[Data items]
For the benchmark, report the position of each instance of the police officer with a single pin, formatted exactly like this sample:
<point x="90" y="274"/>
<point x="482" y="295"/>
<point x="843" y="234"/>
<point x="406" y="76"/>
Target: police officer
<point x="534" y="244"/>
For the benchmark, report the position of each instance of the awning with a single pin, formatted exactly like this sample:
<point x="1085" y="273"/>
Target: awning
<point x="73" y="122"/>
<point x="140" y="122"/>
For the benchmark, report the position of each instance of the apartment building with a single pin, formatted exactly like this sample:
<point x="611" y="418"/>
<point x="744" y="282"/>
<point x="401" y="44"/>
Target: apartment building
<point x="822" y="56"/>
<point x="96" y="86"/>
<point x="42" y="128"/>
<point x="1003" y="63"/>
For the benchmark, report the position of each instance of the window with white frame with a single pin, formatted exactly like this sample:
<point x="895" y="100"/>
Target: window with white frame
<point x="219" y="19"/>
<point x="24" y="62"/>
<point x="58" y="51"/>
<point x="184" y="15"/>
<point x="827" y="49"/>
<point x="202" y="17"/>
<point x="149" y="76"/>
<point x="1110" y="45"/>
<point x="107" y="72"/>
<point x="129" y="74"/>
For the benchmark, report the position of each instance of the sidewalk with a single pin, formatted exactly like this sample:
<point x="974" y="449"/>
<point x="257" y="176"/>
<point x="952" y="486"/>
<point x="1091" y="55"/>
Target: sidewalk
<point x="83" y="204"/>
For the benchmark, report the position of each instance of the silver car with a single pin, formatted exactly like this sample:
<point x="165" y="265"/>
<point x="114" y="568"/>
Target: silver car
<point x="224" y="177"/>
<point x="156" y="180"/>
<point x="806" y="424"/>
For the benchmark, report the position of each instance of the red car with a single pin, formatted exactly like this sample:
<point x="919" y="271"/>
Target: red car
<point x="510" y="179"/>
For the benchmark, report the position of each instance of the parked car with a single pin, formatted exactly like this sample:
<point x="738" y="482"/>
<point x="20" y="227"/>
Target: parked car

■ **What the task requires**:
Reproduce the entire listing above line for line, without changing anything.

■ **Answer**:
For the benchmark, report the position of each instance of the police officer with a single pin, formatted exactly like this sample:
<point x="90" y="274"/>
<point x="482" y="295"/>
<point x="843" y="234"/>
<point x="406" y="76"/>
Target: police officer
<point x="534" y="244"/>
For the benchmark, report the position of each instance of the awning with a single pin, formatted exactly like this sample:
<point x="1085" y="273"/>
Target: awning
<point x="73" y="122"/>
<point x="140" y="122"/>
For the benchmark, report the position of each instance of the apartment building with a single pin, formatted exactly like this sample:
<point x="611" y="418"/>
<point x="744" y="282"/>
<point x="401" y="44"/>
Target: apartment building
<point x="822" y="56"/>
<point x="96" y="86"/>
<point x="42" y="128"/>
<point x="1003" y="63"/>
For the benchmark, report the position of each instance of the window with white frame with a single pin, formatted exactly like this sample:
<point x="895" y="100"/>
Target: window with white frame
<point x="219" y="19"/>
<point x="24" y="62"/>
<point x="58" y="51"/>
<point x="184" y="15"/>
<point x="827" y="49"/>
<point x="202" y="17"/>
<point x="149" y="76"/>
<point x="1110" y="45"/>
<point x="107" y="72"/>
<point x="129" y="74"/>
For the benchmark, report the position of each instance of the sidewalk with a single pin, formatted exactly like this sample:
<point x="974" y="449"/>
<point x="257" y="176"/>
<point x="952" y="486"/>
<point x="1091" y="55"/>
Target: sidewalk
<point x="83" y="204"/>
For the benchmark, report the position of each instance of the silver car with a single pin, formatted exactly like this sample:
<point x="165" y="265"/>
<point x="114" y="568"/>
Target: silver car
<point x="224" y="177"/>
<point x="156" y="180"/>
<point x="806" y="424"/>
For the benchmark, report the position of each instance of the red car with a single pin, formatted exactly like this sample:
<point x="919" y="271"/>
Target: red car
<point x="510" y="179"/>
For the benchmark, report the position of each instance of the parked car with a single pin, formatted exactly like this sample:
<point x="738" y="482"/>
<point x="20" y="227"/>
Target: parked car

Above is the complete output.